- PROMPT
Every entry below must be repeated exactly; skip the pictures.

TASK INPUT: Begin

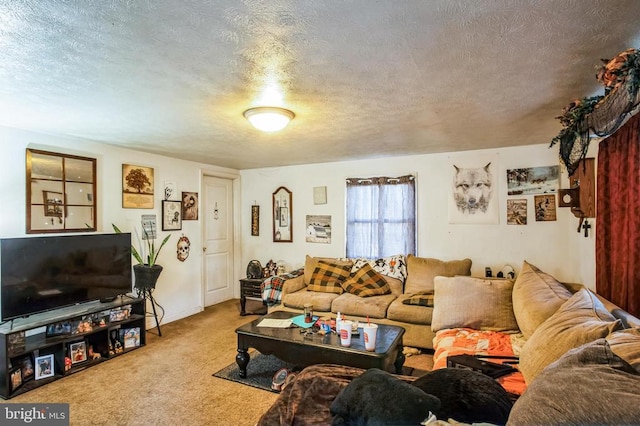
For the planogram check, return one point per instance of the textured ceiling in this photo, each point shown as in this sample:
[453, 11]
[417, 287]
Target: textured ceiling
[365, 78]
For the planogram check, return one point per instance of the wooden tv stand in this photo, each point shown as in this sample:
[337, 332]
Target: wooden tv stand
[107, 329]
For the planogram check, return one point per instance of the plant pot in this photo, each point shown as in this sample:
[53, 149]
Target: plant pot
[146, 276]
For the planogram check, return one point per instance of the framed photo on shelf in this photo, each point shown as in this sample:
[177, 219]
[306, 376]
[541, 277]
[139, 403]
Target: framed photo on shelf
[78, 352]
[44, 367]
[26, 364]
[59, 328]
[15, 378]
[171, 215]
[130, 337]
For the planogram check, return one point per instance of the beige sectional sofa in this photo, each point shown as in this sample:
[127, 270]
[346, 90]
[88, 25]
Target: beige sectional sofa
[407, 277]
[579, 354]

TASK INPUT: End

- SOLUTION BELOW
For the planogram check, return one point per instance of the textured ceiling in this photo, each point shown as in this sample:
[453, 11]
[417, 287]
Target: textured ceiling
[365, 78]
For the planogram check, return one point per instance of the wooden tv stand in this photo, each point shown as in this sample:
[337, 332]
Target: wooden tv stand
[107, 329]
For the planogram check, return one point per instance of the plant pot in this photo, each point shown as in this sample:
[53, 149]
Target: plant pot
[146, 276]
For the planogram check, return one point per instance of the framed photo on shelf in this photo, each point shown as in this sample:
[177, 219]
[306, 376]
[541, 277]
[139, 403]
Target: framed photo on shelf
[78, 352]
[44, 367]
[26, 364]
[59, 328]
[15, 378]
[171, 215]
[130, 337]
For the planogram check, return one point per instance of the beige sectional sofa in this photo, each point shown as in this sample:
[127, 270]
[346, 90]
[88, 25]
Target: beige sectional sofa
[407, 277]
[579, 354]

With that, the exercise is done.